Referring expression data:
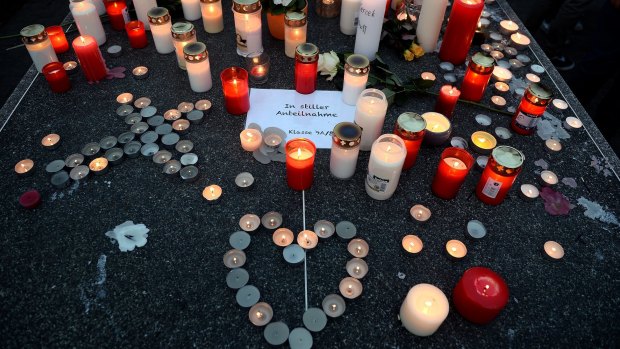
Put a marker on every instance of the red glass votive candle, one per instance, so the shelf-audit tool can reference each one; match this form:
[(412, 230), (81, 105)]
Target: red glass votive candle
[(117, 13), (480, 295), (300, 163), (453, 168), (411, 128), (477, 77), (236, 90), (137, 34), (500, 173), (56, 77), (448, 96), (532, 106), (306, 64), (58, 38)]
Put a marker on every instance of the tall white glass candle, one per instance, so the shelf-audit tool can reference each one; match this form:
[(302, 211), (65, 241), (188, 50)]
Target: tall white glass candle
[(39, 45), (349, 15), (424, 309), (370, 114), (345, 150), (369, 27), (248, 26), (295, 28), (160, 28), (385, 165), (142, 9), (87, 20), (356, 71), (212, 15), (183, 33), (198, 67), (429, 24)]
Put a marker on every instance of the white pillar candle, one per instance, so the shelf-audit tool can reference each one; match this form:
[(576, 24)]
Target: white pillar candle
[(429, 24), (349, 15), (87, 20), (356, 71), (424, 309), (212, 15), (160, 28), (386, 162), (369, 27), (39, 45), (191, 9), (198, 67), (369, 115), (142, 8)]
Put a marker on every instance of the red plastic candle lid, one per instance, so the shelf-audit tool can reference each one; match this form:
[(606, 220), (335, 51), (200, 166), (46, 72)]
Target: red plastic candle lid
[(30, 199)]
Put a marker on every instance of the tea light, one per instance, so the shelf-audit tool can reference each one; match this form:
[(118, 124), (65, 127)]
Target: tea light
[(251, 139), (358, 248), (260, 314), (307, 239), (548, 178), (140, 73), (553, 250), (51, 141), (529, 192), (357, 268), (98, 166), (456, 249), (333, 305), (350, 287), (420, 213)]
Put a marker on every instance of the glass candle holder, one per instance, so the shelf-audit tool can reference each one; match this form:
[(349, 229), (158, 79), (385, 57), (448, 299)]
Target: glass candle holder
[(411, 128), (38, 45), (500, 173), (212, 15), (58, 38), (248, 26), (532, 106), (306, 63), (300, 163), (236, 90), (56, 77), (198, 67), (453, 168), (295, 29), (356, 71), (345, 150), (477, 77)]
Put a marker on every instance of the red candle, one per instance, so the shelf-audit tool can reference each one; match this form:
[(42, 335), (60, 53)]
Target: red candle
[(411, 128), (306, 64), (236, 90), (91, 61), (532, 106), (453, 167), (136, 33), (500, 173), (477, 77), (117, 12), (56, 77), (448, 96), (460, 30), (300, 163), (58, 38), (480, 295)]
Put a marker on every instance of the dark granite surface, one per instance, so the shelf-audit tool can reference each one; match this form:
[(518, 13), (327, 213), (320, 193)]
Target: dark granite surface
[(172, 291)]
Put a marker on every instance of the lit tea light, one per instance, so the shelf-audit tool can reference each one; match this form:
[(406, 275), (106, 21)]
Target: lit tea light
[(412, 244)]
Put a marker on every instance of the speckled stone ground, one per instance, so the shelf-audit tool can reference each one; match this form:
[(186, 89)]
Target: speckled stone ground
[(172, 291)]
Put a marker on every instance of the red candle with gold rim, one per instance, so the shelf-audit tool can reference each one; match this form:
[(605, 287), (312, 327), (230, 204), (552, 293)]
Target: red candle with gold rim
[(480, 295), (453, 168), (300, 163)]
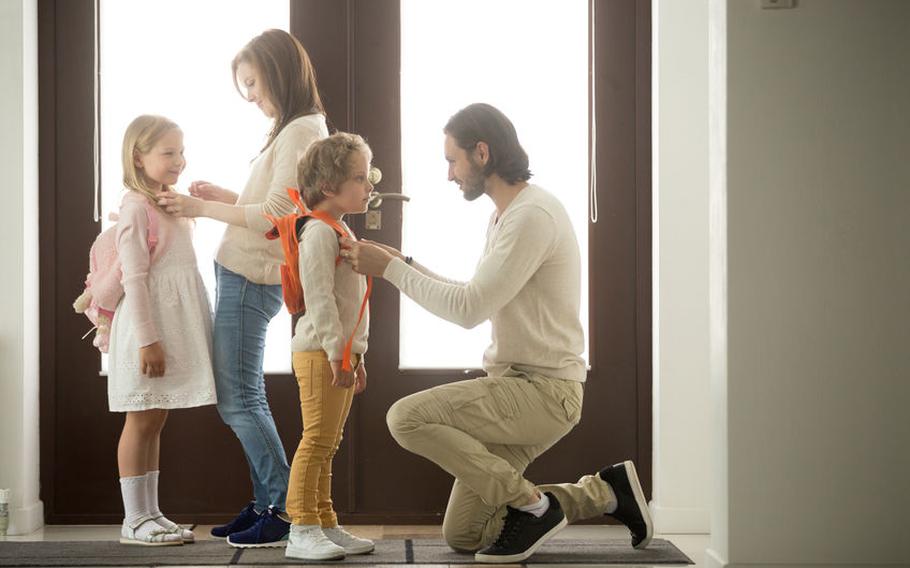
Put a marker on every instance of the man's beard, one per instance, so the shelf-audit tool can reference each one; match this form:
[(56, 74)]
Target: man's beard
[(474, 184)]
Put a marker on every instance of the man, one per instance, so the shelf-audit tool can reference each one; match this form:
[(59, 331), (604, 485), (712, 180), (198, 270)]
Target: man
[(486, 431)]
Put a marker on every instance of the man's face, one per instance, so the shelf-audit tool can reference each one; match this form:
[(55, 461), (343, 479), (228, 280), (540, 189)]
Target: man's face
[(464, 170)]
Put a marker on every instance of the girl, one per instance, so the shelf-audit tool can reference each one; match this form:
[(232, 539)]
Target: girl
[(161, 335), (333, 179), (274, 72)]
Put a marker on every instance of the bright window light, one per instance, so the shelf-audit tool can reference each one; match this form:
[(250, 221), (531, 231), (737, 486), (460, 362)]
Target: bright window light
[(173, 57), (529, 58)]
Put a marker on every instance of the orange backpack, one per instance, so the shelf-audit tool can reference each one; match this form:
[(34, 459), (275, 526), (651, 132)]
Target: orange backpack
[(287, 229)]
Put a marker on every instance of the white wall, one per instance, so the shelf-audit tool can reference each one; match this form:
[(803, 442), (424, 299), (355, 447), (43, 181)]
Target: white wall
[(680, 274), (817, 197), (18, 256)]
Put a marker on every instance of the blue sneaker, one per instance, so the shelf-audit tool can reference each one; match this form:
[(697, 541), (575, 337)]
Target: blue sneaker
[(270, 531), (247, 518)]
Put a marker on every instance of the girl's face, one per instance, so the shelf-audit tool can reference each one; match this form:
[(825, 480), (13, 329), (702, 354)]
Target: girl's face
[(251, 82), (164, 163), (353, 194)]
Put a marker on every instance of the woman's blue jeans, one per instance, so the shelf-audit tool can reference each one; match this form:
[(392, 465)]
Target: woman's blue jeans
[(242, 313)]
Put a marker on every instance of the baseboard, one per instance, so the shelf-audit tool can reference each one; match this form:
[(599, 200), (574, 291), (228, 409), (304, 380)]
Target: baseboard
[(26, 520), (713, 560), (677, 520)]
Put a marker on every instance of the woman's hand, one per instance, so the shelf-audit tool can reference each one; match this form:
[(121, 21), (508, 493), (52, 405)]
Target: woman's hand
[(360, 378), (180, 205), (151, 360), (208, 191), (340, 377), (365, 258)]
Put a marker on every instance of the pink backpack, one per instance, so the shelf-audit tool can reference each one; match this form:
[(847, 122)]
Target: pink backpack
[(103, 289)]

WORK REQUEST: Please, from the entries above, set down exactly the lines from the one containing "Put a marker on every instance of the glass" through the one containing "Put a marker on every instance of the dark", and only those.

ANSWER BOX:
Put a marker on every instance of the glass candle holder, one per instance, so the shelf-audit tool can reference each one; match this form:
[(349, 229), (158, 79), (385, 57), (448, 299)]
Target: glass candle holder
[(411, 128), (38, 45), (500, 173), (212, 15), (58, 38), (248, 26), (532, 106), (306, 63), (300, 163), (236, 90), (56, 77), (198, 67), (453, 168), (295, 29), (356, 71), (345, 150), (477, 77)]
Put a marker on every instance of the red candle, one per instance, so the shelf-audit tool can reference each one; match this form:
[(42, 335), (60, 53)]
Target: red candle
[(411, 128), (306, 64), (236, 90), (91, 61), (532, 106), (453, 167), (136, 33), (500, 173), (477, 77), (117, 12), (56, 77), (448, 96), (460, 30), (300, 163), (58, 38), (480, 295)]
Put a marker on every instance of the dark granite surface, one per instance, so the shelf-audit tool can reference each one; match this form:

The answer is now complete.